**Document extract:**
--------------------------------
EP1058349A1

EP1058349A1 - Structure for connecting electrical cables to a flat electrical cable

Info

Publication number: EP1058349A1
Application number: EP00401526A
Authority: EP
Inventors: Akihito Sumitomo Wiring Systems Ltd. Maegawa
Original assignee: Sumitomo Wiring Systems Ltd
Current assignee: Sumitomo Wiring Systems Ltd
Priority date: 1999-06-01
Filing date: 2000-05-30
Publication date: 2000-12-06
Also published as: US6376773B1; JP2000348791A

Abstract

There is provided a structure for connecting electrical cables (15) to a flat electrical cable (11). The electrical cables (15) respectively comprise a core wire group (16) exposed at an end portion thereof, and an elastic sealing material (18) adjacent the end portion, whereas the flat electrical cable (11) comprises conductor elements (12) at an end portion thereof, and an elastic sealing material (14) adjacent the end portion. The core wire groups (16) and the conductor elements (12) are superposed thereby forming a joint section. The joint section and the elastic sealing materials (14, 18) are molded with an insulator resin, whereby the elastic sealing material (14, 18) is adhered to the outer surface of the electrical cables (15) and the flat electrical cable (11) by compression under the insulator resin.

Description

The present invention relates to a structure for connection between a flat cable and electrical cables. More particularly, the invention concerns a water-proof connecting structure. Such a connecting structure can be used in car parts which receive water, and secures the water impermeability of the joint section between the flat cable and the electrical cables.
--------------------------------
**Data provided:**
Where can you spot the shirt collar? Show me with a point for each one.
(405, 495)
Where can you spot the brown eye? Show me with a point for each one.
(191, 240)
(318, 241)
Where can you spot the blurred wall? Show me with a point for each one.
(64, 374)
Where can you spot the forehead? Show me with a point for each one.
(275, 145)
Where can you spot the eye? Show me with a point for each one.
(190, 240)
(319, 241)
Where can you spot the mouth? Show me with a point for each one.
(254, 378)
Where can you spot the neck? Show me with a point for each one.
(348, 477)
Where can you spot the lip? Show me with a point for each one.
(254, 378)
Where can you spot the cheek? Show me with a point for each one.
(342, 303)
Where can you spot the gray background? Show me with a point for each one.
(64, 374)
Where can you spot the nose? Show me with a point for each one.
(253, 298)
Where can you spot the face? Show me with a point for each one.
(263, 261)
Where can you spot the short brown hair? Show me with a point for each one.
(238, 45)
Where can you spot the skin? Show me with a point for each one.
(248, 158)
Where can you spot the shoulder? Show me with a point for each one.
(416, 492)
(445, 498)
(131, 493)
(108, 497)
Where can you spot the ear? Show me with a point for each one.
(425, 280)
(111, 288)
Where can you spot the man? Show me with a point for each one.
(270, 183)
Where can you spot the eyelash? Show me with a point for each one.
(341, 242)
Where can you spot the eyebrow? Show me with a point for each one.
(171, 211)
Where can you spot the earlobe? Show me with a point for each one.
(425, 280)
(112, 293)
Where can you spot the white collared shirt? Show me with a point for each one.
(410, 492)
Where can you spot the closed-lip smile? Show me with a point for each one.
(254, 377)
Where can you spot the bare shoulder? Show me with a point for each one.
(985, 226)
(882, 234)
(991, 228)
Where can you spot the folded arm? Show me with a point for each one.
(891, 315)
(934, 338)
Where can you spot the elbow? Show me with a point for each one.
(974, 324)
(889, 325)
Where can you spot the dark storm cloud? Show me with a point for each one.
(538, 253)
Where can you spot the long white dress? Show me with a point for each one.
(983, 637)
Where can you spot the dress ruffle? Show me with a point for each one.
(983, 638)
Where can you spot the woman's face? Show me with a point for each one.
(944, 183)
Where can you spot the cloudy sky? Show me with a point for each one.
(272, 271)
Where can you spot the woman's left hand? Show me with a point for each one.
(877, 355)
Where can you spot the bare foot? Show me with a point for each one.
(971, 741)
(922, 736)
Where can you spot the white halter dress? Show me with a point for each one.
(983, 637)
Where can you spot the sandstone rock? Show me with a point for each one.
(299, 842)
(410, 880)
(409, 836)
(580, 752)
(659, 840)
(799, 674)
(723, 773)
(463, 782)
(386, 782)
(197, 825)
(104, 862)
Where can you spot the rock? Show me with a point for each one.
--------------------------------
**Task description:**
Check each statement against the cable patent text, and for each give yes or no with the exact words from the text that settle it. 1. The joint section is formed by laying the core wire groups over the conductor elements. 2. The filing date comes before the priority date. 3. The connecting structure is meant for car parts that stay dry.

**Problem solution:**
1. Yes: "The core wire groups (16) and the conductor elements (12) are superposed thereby forming a joint section."
2. No: "Priority date: 1999-06-01" and "Filing date: 2000-05-30"
3. No: "Such a connecting structure can be used in car parts which receive water"